* TEXTO SELECIONADO:
■ ■ ■ ■ ■

# Despite x Although



## Lynna

Bom dia!
*Despite x Although*
Gostaria de saber quando usar um e outro de forma adequada. Podem me dar alguns exemplos para esclarecer a diferenca de quando usar um ou outro?

Obrigada


----------



## almufadado

"Despite my willingness (i am willing) to answer your question, you could have give it a try ! "

"Apesar da minha disposição (eu estar disposto a) para responder à tua questão, podias ter feito uma tentativa"

"Despite all the wrongs in the world, i still believe in people!

Despite "the fact" , there is a "reason"/"follow up"/"continuity" 

"Although this can be a way to do it, i could be wrong"

"Still i will do it, although you oppose it/despite your opposition!"

Poetic:
"Although we have never met, you have touched the very heart of my soul." - "Mesmo que nunca nos tenhamos conhecido, tocaste o amago do meu ser."

"Despite all, i still love you." - "Eu ainda te amo, apesar de tudo" as in "against all odds"


----------



## Ricardoreis

almufadado said:


> "Despite i am willing/my willingness to answer your question, you could have give it a try ! "
> 
> "Apesar de eu estar disposto a/ a minha disposição para responder à tua questão, podias ter feito uma tentativa"
> 
> "Despite all wrongs in the world, i stil believe in people!
> 
> Despite the fact, there is a reason/follow up/continuity
> 
> "Although this can be a way to do it, i could be wrong"
> 
> "Still i will do it, although you oppose it/despite your opposition!"
> 
> Poetic:
> "Although we have never met, you have touched the very heart of my soul." - "Mesmo que nunca nos tenhamos conhecido, tocaste o amago do meu ser."
> 
> "Despite all, i still love you." - "Eu ainda te amo, apesar de tudo" as in "against all odds"



Careful, some of these sound very wrong in English. You have to be very careful with the syntax when using 'despite'.

_Despite my willingness to answer your question, I don't want to make it that easy for you!_

(you can't say "Despite I am willing")

*Note: Use 'Despite' + a noun / verb in the gerund
*
_- Despite my uncertainty about the security of my job, I went to work as normal.
(Despite being uncertain about the security of my job, I went to work as normal)
- Despite his grey hair, he's not that old.
(or Despite having grey hair, he's much younger than he looks.)
- Despite the rain, we're going outside to play football.

■ ■ ■ ■ ■

* LINHAS:
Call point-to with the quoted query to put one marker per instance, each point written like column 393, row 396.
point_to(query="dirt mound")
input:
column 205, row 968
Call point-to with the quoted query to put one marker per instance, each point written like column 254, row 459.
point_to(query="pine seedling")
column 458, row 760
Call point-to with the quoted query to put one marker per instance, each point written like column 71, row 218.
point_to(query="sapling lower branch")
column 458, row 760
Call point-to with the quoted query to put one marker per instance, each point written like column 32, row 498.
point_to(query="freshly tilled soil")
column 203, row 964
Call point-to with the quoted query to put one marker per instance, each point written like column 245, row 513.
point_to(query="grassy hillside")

■ ■ ■ ■ ■

* TAREFAS:
1 – No tópico sobre despite e although, o que Ricardoreis diz que deve vir depois de "despite"?
2 – Cite do tópico sobre despite e although o trecho que começa nas palavras que contêm "Careful, some of" e termina em "not that old.".

* RESPOSTAS:
1 – Um substantivo ou um verbo no gerúndio.

2 –
Careful, some of these sound very wrong in English. You have to be very careful with the syntax when using 'despite'.

_Despite my willingness to answer your question, I don't want to make it that easy for you!_

(you can't say "Despite I am willing")

*Note: Use 'Despite' + a noun / verb in the gerund
*
_- Despite my uncertainty about the security of my job, I went to work as normal.
(Despite being uncertain about the security of my job, I went to work as normal)
- Despite his grey hair, he's not that old.